▶ _과제_
"[pin] white painted eye -- one per line"가 들어 있는 행부터 "[pin] fallen log -- one per line"가 들어 있는 행까지, 양 끝 행을 포함한 모든 행을 요청 문구까지 그대로 다시 적되, 답에 있는 좌표의 모든 숫자에 116을 더해 옮겨 주시겠어요? 이 범위의 행만 적어 주세요.
- - - -
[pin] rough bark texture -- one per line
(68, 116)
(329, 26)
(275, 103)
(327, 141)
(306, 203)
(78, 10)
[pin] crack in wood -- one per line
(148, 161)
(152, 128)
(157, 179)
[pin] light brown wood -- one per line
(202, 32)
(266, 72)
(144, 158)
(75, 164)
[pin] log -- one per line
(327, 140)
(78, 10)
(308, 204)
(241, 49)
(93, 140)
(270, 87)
- - - -
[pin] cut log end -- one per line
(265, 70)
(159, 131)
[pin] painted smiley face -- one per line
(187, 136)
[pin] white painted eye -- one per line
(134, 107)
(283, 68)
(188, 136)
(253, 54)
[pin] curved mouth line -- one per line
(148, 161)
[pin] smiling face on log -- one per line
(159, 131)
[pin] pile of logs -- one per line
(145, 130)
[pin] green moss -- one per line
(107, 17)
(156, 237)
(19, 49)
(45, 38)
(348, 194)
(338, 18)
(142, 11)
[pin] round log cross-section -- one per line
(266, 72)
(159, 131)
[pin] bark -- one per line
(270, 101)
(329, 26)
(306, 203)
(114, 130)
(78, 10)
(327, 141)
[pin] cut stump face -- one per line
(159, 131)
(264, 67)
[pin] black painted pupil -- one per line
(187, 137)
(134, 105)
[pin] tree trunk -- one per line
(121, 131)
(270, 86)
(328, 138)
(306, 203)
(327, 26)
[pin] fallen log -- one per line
- - - -
▶ _출력 결과_
[pin] white painted eye -- one per line
(250, 223)
(399, 184)
(304, 252)
(369, 170)
[pin] curved mouth line -- one per line
(264, 277)
[pin] smiling face on log -- one per line
(275, 247)
[pin] pile of logs -- one per line
(261, 246)
[pin] green moss -- one per line
(223, 133)
(272, 353)
(135, 165)
(161, 154)
(464, 310)
(454, 134)
(258, 127)
[pin] round log cross-section -- one per line
(382, 188)
(275, 247)
[pin] bark -- one per line
(386, 217)
(445, 142)
(422, 319)
(230, 246)
(194, 126)
(443, 257)
[pin] cut stump face -- one per line
(275, 247)
(380, 183)
[pin] black painted pupil -- one per line
(303, 253)
(250, 221)
[pin] tree trunk -- one per line
(237, 247)
(386, 202)
(444, 254)
(422, 319)
(443, 142)
[pin] fallen log -- one per line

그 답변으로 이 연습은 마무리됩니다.